## [Entries shown]
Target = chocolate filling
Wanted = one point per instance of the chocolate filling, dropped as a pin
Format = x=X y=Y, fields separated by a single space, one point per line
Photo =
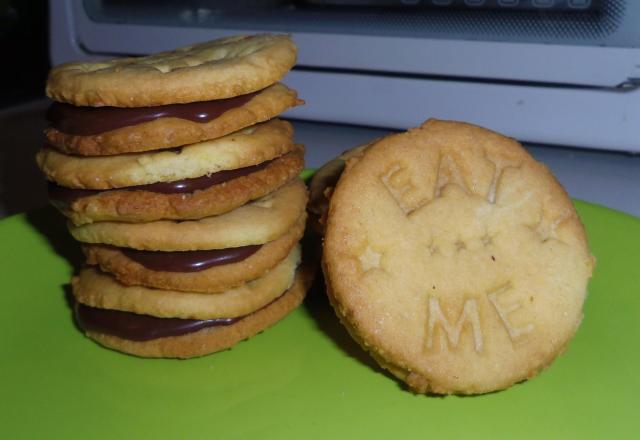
x=67 y=196
x=189 y=261
x=137 y=327
x=88 y=121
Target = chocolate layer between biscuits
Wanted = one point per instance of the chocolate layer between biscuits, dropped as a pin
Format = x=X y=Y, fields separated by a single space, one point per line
x=87 y=121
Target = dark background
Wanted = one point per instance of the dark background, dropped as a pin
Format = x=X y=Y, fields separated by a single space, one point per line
x=24 y=49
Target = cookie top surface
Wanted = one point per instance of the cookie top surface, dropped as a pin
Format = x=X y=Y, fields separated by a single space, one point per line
x=243 y=148
x=258 y=222
x=455 y=258
x=213 y=70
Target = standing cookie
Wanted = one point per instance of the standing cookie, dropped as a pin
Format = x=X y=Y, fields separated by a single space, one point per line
x=455 y=258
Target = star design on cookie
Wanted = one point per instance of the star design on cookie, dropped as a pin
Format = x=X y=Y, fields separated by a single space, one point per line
x=369 y=259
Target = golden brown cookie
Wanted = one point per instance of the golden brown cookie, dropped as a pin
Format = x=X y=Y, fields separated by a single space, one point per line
x=214 y=279
x=138 y=206
x=244 y=148
x=258 y=222
x=213 y=339
x=97 y=289
x=168 y=132
x=455 y=259
x=213 y=70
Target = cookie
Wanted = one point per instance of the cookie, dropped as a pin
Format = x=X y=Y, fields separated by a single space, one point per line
x=103 y=131
x=213 y=70
x=455 y=259
x=258 y=222
x=206 y=340
x=140 y=205
x=97 y=289
x=244 y=148
x=199 y=273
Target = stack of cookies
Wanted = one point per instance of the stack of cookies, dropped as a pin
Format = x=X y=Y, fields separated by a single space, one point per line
x=183 y=190
x=452 y=256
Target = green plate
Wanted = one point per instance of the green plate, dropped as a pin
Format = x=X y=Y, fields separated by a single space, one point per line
x=303 y=378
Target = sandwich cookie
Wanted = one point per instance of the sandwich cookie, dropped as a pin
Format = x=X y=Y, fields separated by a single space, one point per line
x=185 y=199
x=248 y=147
x=217 y=69
x=100 y=131
x=455 y=259
x=194 y=271
x=97 y=289
x=147 y=336
x=258 y=222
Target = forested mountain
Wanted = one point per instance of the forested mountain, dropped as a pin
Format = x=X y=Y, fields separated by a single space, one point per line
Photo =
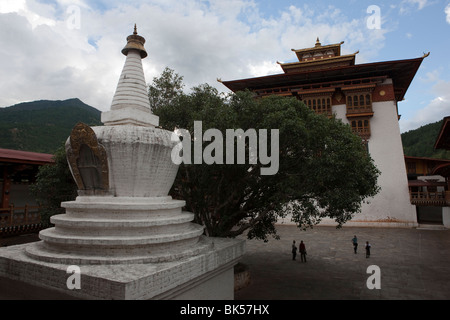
x=43 y=126
x=420 y=142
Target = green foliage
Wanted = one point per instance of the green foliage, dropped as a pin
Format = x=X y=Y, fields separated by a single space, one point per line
x=41 y=126
x=324 y=168
x=420 y=142
x=165 y=88
x=54 y=184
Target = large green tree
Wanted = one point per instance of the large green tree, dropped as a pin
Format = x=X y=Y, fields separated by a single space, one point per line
x=324 y=169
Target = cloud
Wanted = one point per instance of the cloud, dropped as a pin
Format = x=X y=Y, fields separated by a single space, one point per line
x=48 y=53
x=435 y=110
x=408 y=5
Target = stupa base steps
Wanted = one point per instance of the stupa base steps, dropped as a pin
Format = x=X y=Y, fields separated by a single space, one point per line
x=80 y=255
x=115 y=230
x=207 y=275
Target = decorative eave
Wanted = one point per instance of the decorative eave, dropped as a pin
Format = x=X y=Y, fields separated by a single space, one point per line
x=401 y=72
x=335 y=47
x=319 y=63
x=443 y=140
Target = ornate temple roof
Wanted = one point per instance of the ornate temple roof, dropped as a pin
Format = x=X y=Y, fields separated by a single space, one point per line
x=334 y=69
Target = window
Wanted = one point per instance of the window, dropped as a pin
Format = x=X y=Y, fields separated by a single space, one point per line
x=320 y=105
x=361 y=127
x=359 y=103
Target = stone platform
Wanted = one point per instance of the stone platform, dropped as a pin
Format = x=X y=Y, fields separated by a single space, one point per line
x=195 y=277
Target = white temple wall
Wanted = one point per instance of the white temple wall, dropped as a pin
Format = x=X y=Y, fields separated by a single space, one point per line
x=391 y=206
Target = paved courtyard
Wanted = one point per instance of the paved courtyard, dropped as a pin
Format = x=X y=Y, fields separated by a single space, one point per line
x=414 y=264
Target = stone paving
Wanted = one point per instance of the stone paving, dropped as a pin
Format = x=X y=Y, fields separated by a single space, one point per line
x=414 y=265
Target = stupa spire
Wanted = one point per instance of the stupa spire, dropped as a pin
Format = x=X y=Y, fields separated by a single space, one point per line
x=130 y=104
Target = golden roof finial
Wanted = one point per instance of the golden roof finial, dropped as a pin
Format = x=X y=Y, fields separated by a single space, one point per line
x=135 y=42
x=318 y=44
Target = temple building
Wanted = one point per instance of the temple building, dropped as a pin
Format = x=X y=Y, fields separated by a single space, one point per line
x=363 y=95
x=19 y=211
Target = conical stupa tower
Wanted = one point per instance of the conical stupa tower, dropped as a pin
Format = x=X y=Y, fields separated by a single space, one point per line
x=130 y=104
x=124 y=233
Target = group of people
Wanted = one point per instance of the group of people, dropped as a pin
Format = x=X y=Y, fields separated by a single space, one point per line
x=302 y=249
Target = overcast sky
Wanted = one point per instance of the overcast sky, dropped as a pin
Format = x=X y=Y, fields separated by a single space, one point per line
x=61 y=49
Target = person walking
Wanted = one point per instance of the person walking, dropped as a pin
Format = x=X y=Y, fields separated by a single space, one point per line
x=302 y=249
x=294 y=250
x=355 y=243
x=368 y=249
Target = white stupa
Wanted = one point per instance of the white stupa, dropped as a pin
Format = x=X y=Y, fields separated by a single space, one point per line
x=129 y=238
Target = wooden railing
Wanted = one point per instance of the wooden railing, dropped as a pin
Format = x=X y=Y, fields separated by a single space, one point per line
x=430 y=198
x=16 y=220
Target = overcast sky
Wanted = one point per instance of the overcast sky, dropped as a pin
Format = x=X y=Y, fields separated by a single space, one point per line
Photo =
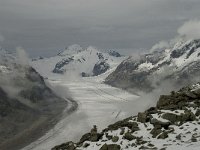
x=42 y=27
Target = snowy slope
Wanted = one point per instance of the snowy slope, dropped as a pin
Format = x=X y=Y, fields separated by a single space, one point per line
x=77 y=61
x=168 y=126
x=178 y=64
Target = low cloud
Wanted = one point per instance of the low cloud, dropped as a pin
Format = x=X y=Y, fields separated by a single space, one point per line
x=1 y=38
x=190 y=29
x=160 y=45
x=22 y=56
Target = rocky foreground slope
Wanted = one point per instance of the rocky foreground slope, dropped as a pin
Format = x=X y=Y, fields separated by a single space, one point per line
x=28 y=107
x=174 y=123
x=178 y=64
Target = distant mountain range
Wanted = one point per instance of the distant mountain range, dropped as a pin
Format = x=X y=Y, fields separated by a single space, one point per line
x=79 y=62
x=28 y=107
x=178 y=65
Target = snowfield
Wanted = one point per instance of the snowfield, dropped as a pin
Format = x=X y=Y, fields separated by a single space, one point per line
x=98 y=104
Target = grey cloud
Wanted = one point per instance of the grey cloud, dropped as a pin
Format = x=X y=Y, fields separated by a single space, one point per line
x=46 y=26
x=190 y=29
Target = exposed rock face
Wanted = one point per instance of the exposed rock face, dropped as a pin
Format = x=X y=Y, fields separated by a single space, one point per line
x=173 y=122
x=114 y=53
x=100 y=67
x=59 y=66
x=26 y=105
x=178 y=65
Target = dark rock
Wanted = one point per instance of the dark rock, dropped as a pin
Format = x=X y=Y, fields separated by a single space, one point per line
x=163 y=135
x=142 y=117
x=86 y=145
x=65 y=146
x=197 y=112
x=155 y=132
x=122 y=131
x=129 y=136
x=115 y=139
x=158 y=122
x=110 y=147
x=85 y=137
x=114 y=53
x=171 y=117
x=100 y=67
x=123 y=123
x=59 y=66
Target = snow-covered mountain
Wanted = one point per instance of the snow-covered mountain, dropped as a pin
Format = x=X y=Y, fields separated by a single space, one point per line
x=172 y=124
x=179 y=64
x=79 y=62
x=27 y=106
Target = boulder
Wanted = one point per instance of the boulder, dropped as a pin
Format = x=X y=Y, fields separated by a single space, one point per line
x=110 y=147
x=129 y=136
x=142 y=117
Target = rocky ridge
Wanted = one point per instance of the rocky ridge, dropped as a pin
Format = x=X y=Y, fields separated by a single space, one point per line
x=28 y=107
x=177 y=64
x=80 y=61
x=172 y=124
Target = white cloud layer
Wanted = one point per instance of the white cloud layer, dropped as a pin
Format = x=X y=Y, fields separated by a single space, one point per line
x=190 y=29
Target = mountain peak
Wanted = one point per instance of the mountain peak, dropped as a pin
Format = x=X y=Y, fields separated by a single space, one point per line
x=72 y=49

## [Problem details]
Print the data above verbatim, starting with the line that contains "Target = rocky ridge" and going on through the final line of the data.

## [The completed task]
Target = rocky ridge
Wanted = one point per instance of the rocky ridge, dropped as a pin
Format = x=X y=Y, fields separated by a single space, one point per line
x=28 y=107
x=177 y=64
x=80 y=61
x=172 y=124
Target = white cloud layer
Wanted = one point per instance of the white cloud layer, dropped as a pin
Format = x=X y=Y, fields separated by a single space, one point per line
x=190 y=29
Target = mountain peak
Wanted = one point per instance of the mountain peak, dropped as a pin
Format = x=X y=Y, fields separated by a single space, one point per line
x=72 y=49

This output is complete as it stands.